**To do:**
Write out the full Nicolae Cican profile below, word for word.
╭─ Supplied text
Nicolae Cican – Initiator and Founder of the Society Farsarotul

Photo of Nicolae Cican

Nicolae Cican was among the first of the Farsarotsi to come to America, arriving just at the turn of this century. Being by nature rather energetic, impatient, and somewhat of a fighter, he had decided to discontinue his studies after graduating from the Romanian high school in Monastir, Turkey [now Bitolia, Yugoslavia – ed.] in order to emigrate to this new land of opportunity. He wanted to escape the troubles of the old country and to be able to improve not just the material condition of his large family — he had many brothers and sisters — but at the same time to be of help to whichever of his compatriot’s fate might guide to America.

When he arrived here he encountered circumstances much more difficult than those which most of us who followed him experienced; besides his not knowing even a word of English, there were no Romani here to help him get a start. When he had passed through all these difficulties successfully, he took the initiative and began to work on some ideas to organize his compatriots, and he founded the Soc. Romana de Ajutor shi Cultura “Sperantsa” on September 13, 1903.
╰─
╭─ Supplied material
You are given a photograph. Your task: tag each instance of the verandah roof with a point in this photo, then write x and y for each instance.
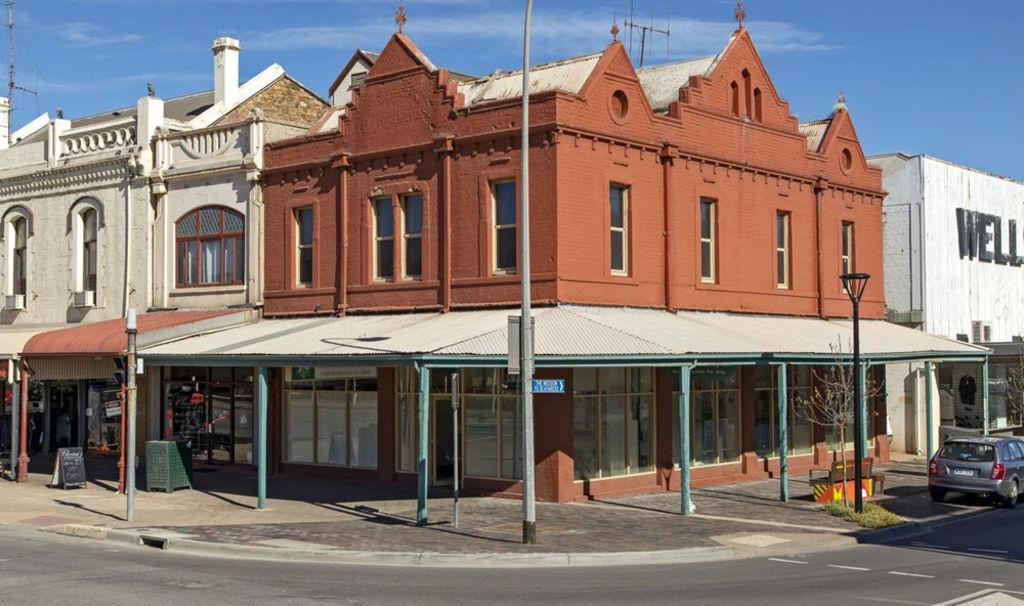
(566, 334)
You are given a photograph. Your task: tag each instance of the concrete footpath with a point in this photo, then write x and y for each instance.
(320, 520)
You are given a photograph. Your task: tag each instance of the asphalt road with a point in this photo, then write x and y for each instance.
(983, 554)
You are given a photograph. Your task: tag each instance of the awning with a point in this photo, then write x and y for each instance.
(87, 351)
(566, 334)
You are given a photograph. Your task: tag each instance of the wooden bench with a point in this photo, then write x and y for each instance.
(828, 483)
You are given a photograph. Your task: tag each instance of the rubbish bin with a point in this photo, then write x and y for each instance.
(168, 465)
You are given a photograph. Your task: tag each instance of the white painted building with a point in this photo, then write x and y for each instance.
(953, 267)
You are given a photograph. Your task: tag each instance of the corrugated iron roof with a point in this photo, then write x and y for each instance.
(815, 132)
(561, 331)
(662, 83)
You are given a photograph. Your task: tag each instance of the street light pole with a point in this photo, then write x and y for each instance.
(526, 319)
(129, 412)
(854, 285)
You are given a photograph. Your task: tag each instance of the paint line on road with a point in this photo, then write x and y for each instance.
(988, 582)
(913, 574)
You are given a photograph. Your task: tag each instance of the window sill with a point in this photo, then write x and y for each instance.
(209, 290)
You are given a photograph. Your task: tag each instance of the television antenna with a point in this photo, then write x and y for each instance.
(645, 30)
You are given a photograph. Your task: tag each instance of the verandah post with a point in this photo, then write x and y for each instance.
(262, 393)
(684, 439)
(423, 433)
(783, 434)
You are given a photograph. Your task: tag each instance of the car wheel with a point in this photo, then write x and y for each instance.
(1013, 496)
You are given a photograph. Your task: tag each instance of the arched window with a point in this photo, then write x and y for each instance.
(211, 248)
(18, 234)
(747, 91)
(86, 235)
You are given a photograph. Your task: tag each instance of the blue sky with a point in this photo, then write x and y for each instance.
(939, 77)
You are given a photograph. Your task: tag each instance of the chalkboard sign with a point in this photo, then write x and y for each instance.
(69, 469)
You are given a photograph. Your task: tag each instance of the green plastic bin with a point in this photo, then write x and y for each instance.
(168, 465)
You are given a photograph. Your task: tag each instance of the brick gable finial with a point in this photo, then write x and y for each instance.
(400, 16)
(740, 13)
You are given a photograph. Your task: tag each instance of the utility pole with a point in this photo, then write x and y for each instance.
(526, 318)
(132, 330)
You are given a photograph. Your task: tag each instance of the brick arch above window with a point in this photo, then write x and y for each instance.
(210, 248)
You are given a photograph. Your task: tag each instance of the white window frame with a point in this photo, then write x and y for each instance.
(9, 243)
(406, 236)
(625, 229)
(299, 247)
(497, 227)
(711, 240)
(782, 280)
(379, 239)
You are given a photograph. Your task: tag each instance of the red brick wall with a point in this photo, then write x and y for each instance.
(408, 123)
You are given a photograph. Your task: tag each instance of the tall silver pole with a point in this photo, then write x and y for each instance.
(526, 320)
(130, 405)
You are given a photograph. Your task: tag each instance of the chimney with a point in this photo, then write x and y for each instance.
(4, 123)
(225, 70)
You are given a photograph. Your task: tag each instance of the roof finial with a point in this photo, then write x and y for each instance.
(400, 16)
(740, 13)
(840, 102)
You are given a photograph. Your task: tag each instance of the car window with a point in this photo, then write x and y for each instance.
(969, 451)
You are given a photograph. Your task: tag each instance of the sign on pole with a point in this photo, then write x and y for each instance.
(549, 386)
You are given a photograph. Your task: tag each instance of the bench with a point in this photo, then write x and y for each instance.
(828, 484)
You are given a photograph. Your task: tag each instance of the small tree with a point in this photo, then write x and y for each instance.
(830, 402)
(1015, 390)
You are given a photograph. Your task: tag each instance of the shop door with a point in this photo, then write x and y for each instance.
(442, 450)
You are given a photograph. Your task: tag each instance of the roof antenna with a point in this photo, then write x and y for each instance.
(11, 85)
(644, 30)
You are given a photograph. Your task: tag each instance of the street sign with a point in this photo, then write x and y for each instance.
(549, 386)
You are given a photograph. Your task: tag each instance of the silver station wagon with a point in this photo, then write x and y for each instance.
(988, 467)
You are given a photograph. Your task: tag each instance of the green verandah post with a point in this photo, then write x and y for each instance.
(423, 432)
(261, 398)
(929, 409)
(684, 439)
(783, 436)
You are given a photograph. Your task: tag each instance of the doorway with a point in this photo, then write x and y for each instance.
(442, 440)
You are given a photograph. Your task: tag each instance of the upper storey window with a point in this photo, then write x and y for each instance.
(383, 239)
(211, 248)
(709, 237)
(304, 227)
(619, 199)
(504, 226)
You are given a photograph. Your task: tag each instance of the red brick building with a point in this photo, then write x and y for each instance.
(657, 196)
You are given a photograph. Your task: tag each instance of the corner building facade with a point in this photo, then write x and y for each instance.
(684, 192)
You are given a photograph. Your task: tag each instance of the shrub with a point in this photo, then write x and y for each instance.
(873, 516)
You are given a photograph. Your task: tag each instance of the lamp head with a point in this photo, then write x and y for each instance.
(854, 284)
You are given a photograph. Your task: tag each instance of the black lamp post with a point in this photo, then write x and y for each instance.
(854, 284)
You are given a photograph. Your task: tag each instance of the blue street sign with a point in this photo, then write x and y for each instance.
(549, 386)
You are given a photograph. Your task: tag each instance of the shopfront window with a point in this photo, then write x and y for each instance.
(212, 409)
(491, 424)
(331, 417)
(800, 430)
(715, 419)
(612, 422)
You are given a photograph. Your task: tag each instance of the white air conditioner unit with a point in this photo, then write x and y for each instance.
(981, 332)
(85, 299)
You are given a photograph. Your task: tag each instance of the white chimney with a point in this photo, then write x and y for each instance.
(225, 70)
(4, 123)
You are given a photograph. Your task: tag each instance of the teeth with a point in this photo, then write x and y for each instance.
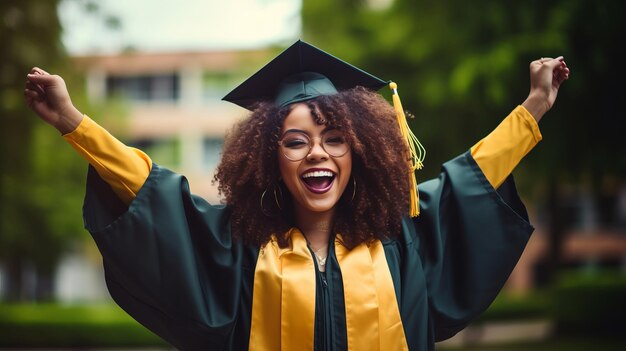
(318, 174)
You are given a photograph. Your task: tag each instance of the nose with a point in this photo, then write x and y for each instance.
(317, 152)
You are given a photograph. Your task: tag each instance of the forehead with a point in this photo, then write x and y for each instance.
(301, 118)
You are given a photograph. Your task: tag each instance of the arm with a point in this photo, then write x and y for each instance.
(125, 169)
(499, 152)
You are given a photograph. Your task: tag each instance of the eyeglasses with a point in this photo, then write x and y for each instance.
(297, 145)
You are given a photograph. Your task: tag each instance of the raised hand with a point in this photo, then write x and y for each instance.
(48, 97)
(546, 77)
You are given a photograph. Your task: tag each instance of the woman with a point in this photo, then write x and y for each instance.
(314, 248)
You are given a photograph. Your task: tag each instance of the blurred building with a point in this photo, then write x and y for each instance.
(172, 110)
(172, 104)
(169, 105)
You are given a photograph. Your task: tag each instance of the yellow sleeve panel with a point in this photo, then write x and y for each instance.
(124, 168)
(500, 151)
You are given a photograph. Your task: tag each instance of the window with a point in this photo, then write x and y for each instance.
(165, 87)
(211, 152)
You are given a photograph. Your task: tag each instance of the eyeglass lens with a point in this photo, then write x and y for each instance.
(296, 146)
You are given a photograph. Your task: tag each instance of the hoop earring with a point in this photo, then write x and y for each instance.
(276, 197)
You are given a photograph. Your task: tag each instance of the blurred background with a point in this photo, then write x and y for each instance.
(153, 73)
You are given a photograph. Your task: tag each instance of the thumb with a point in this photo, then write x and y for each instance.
(554, 63)
(43, 79)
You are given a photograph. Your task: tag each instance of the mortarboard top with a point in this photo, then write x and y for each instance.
(301, 72)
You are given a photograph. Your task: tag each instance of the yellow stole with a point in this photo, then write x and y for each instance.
(283, 302)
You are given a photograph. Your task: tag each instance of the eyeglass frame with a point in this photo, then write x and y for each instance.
(311, 144)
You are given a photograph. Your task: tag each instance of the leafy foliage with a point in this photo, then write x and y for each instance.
(462, 66)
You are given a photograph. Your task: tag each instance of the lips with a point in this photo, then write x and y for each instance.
(318, 181)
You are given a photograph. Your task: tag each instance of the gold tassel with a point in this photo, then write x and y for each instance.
(416, 150)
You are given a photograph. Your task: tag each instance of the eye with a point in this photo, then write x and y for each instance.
(334, 139)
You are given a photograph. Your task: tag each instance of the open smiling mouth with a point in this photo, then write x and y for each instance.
(318, 182)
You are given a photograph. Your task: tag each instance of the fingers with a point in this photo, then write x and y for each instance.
(37, 70)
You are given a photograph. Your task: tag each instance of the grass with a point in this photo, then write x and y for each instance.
(557, 344)
(53, 325)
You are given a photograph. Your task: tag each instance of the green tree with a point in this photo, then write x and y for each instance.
(42, 179)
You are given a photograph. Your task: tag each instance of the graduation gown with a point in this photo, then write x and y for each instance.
(171, 263)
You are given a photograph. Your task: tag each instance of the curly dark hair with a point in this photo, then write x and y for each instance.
(249, 173)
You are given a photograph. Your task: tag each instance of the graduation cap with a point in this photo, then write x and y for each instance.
(303, 72)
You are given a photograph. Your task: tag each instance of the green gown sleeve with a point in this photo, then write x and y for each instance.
(468, 237)
(170, 262)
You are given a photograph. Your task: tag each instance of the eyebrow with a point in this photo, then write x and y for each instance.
(293, 130)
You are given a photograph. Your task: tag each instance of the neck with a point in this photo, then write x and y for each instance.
(316, 226)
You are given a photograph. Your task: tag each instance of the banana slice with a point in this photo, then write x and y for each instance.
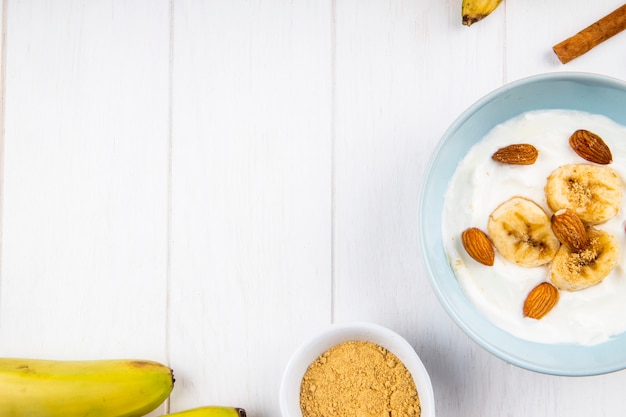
(574, 270)
(522, 233)
(593, 192)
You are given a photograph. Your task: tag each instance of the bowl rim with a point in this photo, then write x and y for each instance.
(336, 333)
(520, 360)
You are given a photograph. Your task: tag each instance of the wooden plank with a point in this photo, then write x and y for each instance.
(84, 220)
(251, 195)
(404, 71)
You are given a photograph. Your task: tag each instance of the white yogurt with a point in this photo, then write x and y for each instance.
(480, 184)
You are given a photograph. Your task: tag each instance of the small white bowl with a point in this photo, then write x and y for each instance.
(289, 396)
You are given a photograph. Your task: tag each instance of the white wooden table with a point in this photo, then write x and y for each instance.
(208, 183)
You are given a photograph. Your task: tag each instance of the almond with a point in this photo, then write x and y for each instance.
(569, 229)
(540, 300)
(478, 246)
(590, 147)
(517, 154)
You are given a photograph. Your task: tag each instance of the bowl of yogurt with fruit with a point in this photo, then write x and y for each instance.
(522, 223)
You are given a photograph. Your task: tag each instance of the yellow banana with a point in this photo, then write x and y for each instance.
(211, 411)
(102, 388)
(475, 10)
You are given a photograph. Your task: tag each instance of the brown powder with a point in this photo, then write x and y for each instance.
(358, 379)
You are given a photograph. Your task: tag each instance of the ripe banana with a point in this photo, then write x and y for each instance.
(593, 192)
(103, 388)
(475, 10)
(522, 232)
(211, 411)
(573, 270)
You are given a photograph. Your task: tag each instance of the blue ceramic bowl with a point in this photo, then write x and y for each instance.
(575, 91)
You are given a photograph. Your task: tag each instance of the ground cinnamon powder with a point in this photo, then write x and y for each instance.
(358, 379)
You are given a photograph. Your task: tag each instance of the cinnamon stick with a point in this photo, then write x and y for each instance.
(591, 36)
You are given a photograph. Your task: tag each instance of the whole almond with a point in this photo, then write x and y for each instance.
(517, 154)
(478, 246)
(540, 300)
(569, 229)
(590, 147)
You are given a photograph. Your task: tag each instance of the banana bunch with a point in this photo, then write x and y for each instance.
(103, 388)
(475, 10)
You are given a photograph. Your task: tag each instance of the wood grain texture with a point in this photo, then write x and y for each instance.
(251, 195)
(403, 72)
(208, 183)
(84, 217)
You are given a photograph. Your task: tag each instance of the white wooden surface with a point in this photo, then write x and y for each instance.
(208, 183)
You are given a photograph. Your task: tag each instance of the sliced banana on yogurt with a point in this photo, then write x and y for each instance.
(521, 232)
(593, 192)
(573, 270)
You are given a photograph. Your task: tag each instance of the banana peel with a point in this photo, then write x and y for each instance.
(476, 10)
(97, 388)
(210, 411)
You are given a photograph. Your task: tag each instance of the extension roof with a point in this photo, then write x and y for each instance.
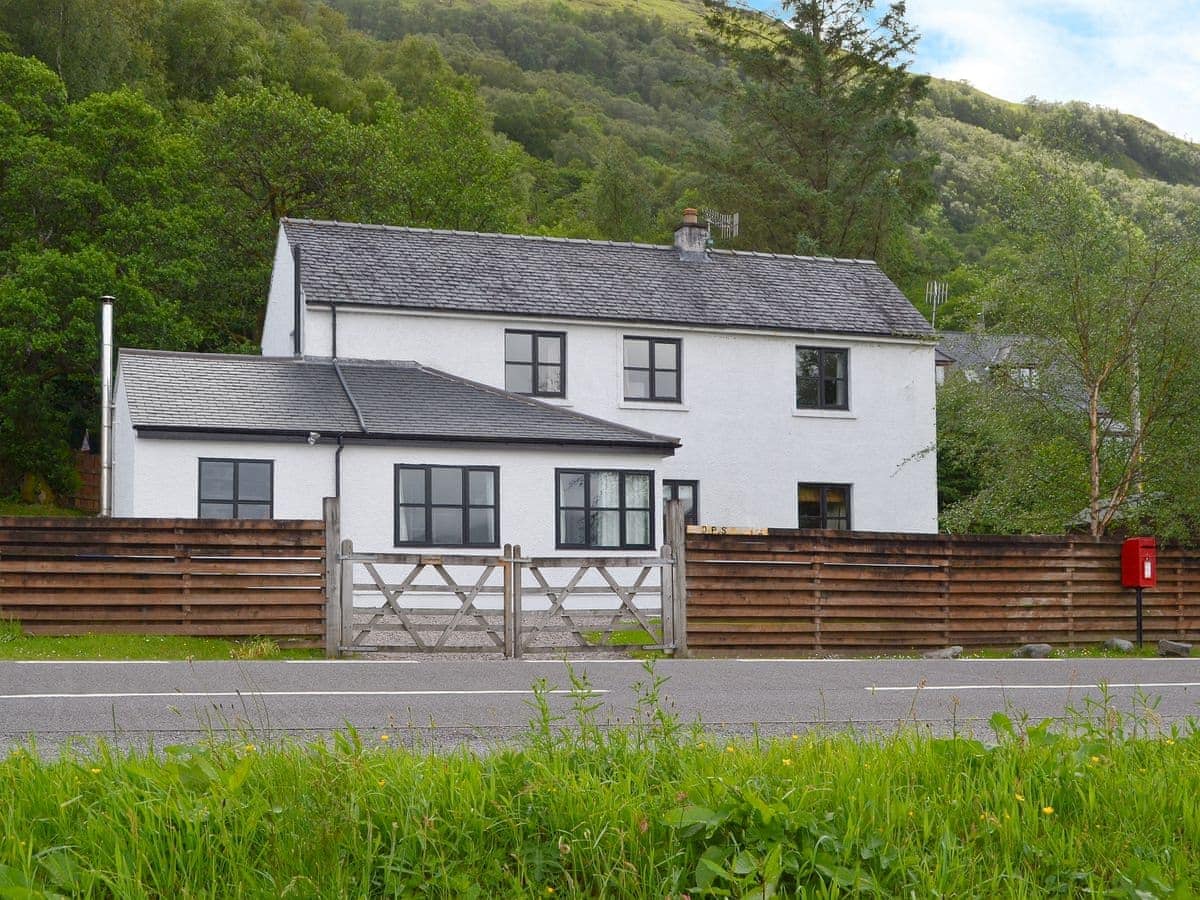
(225, 394)
(557, 277)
╰─
**Problem solution:**
Nicolae Cican – Initiator and Founder of the Society Farsarotul

Photo of Nicolae Cican

Nicolae Cican was among the first of the Farsarotsi to come to America, arriving just at the turn of this century. Being by nature rather energetic, impatient, and somewhat of a fighter, he had decided to discontinue his studies after graduating from the Romanian high school in Monastir, Turkey [now Bitolia, Yugoslavia – ed.] in order to emigrate to this new land of opportunity. He wanted to escape the troubles of the old country and to be able to improve not just the material condition of his large family — he had many brothers and sisters — but at the same time to be of help to whichever of his compatriot’s fate might guide to America.

When he arrived here he encountered circumstances much more difficult than those which most of us who followed him experienced; besides his not knowing even a word of English, there were no Romani here to help him get a start. When he had passed through all these difficulties successfully, he took the initiative and began to work on some ideas to organize his compatriots, and he founded the Soc. Romana de Ajutor shi Cultura “Sperantsa” on September 13, 1903.